══ Passage provided

May I asked why u put a clear coat of nail on the hardware? Will it prevent from scathing ? What kind of coat is it!? Top coat or base coat? Will there coat be harmful for the hardware? Sorry I have a lot of questions !


----------



## gbtl

aimeng said:


> May I asked why u put a clear coat of nail on the hardware? Will it prevent from scathing ? What kind of coat is it!? Top coat or base coat? Will there coat be harmful for the hardware? Sorry I have a lot of questions !


Hi, I used the OPI clear top coat. I can't say for certain if it'll ruin the hardware but so far it hasn't affected mine yet. Yep I put the coat on to prevent scratches - found the tip somewhere on a thread about Phillip Lim Pashlis (which also have the same tendency to get scratched)!


----------



## aimeng

gbtl said:


> hi, i used the opi clear top coat. I can't say for certain if it'll ruin the hardware but so far it hasn't affected mine yet. Yep i put the coat on to prevent scratches - found the tip somewhere on a thread about phillip lim pashlis (which also have the same tendency to get scratched)!



thank u very much&#65281;


----------



## htina

I'm debating getting a Drew on my Europe trip in April, I love the suede versions. I think they're beautiful and dainty but I tend to stick to boxier and structured bag, so I'm on the fence about how often I'll really wear it. How often do you guys wear your Drew and how's it holding up? 

Would anyone also know where I might be able to find the Drew in either Barcelona or Rome? I've heard that VAT refund are slightly higher in Barcelona... Anyone know if that's true?


----------



## CHLOEGLAMOUR

Hello there [emoji5]&#65039;as far as I know , the only Italian Chloe store is located in Milan , but in Rome you can find drew at Gente or Leam....I use my small drew pink so much and love it to pieces : I recommend you the small size because it is perfect from day to night[emoji4][emoji4]


----------



## bkhawk

Hi all! I just picked up this truly stunning dark blue with silver hardware mini drew. When I saw it at saks my eyes went all [emoji7][emoji7][emoji7]! I thought the only drews with silver hardware were size small in black and grey, but I saw this little cutie and was so in love. I wear a lot of black so at first I tried to convince myself that cement pink with gold was a better choice (it's gorgeous too!), but this blue bag was so captivating. The silver hardware is SO shiny. The blue is so deep. The combination is incredibly elegant, I think.  I plan to mostly use it for going out to dinner and various events, rather than an all day purse, so I'm not so concerned with whether the chain can become bothersome as some have indicated. Here is a picture of my new drew - the color may be slightly off because of the awful lighting in my living room at the moment.

════
══ Given information

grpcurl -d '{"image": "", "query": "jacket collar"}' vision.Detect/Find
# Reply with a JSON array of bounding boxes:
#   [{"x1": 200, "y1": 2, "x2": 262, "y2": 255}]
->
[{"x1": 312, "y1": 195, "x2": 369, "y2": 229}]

════

> _Short task A_
Write out the part of the handbag forum thread that opens with the words containing "Hi all! I just" and closes with "at the moment.", word for word.
> _Short task B_
Please continue the handbag forum thread from the point where it stops.
The listing is separate from the handbag forum thread.

> _Exercise answer A_
Hi all! I just picked up this truly stunning dark blue with silver hardware mini drew. When I saw it at saks my eyes went all [emoji7][emoji7][emoji7]! I thought the only drews with silver hardware were size small in black and grey, but I saw this little cutie and was so in love. I wear a lot of black so at first I tried to convince myself that cement pink with gold was a better choice (it's gorgeous too!), but this blue bag was so captivating. The silver hardware is SO shiny. The blue is so deep. The combination is incredibly elegant, I think.  I plan to mostly use it for going out to dinner and various events, rather than an all day purse, so I'm not so concerned with whether the chain can become bothersome as some have indicated. Here is a picture of my new drew - the color may be slightly off because of the awful lighting in my living room at the moment.

> _Exercise answer B_
----------



## BagsNshoeslover

Does anyone know the price for the small drew in Paris currently?


----------



## 123delirious

bkhawk said:


> Hi all! I just picked up this truly stunning dark blue with silver hardware mini drew. When I saw it at saks my eyes went all [emoji7][emoji7][emoji7]! I thought the only drews with silver hardware were size small in black and grey, but I saw this little cutie and was so in love. I wear a lot of black so at first I tried to convince myself that cement pink with gold was a better choice (it's gorgeous too!), but this blue bag was so captivating. The silver hardware is SO shiny. The blue is so deep. The combination is incredibly elegant, I think.  I plan to mostly use it for going out to dinner and various events, rather than an all day purse, so I'm not so concerned with whether the chain can become bothersome as some have indicated. Here is a picture of my new drew - the color may be slightly off because of the awful lighting in my living room at the moment.
> 
> 
> 
> 
> 
> 
> 
> 
> 
> View attachment 3256401



Your Drew looks beautiful! Thank you for sharing


----------



## xcaramelizex

Does it seem like the bag makes a lot of noise? I can't help but notice that the toggles (ends of the chain strap) keep clinking against the loops that the chain is tied to. 

I returned a small Drew in favour of a mini size and didn't seem to notice this issue when I had the small... but I also didn't try on the small more than a handful of times.


----------



## arshya94

123delirious said:


> Hi ladies. I've been umming and ahhing the past few weeks about whether or not I should purchase a mini Drew in storm blue. I'm hoping anyone who owns a Drew is able to shed some light on its pros and cons.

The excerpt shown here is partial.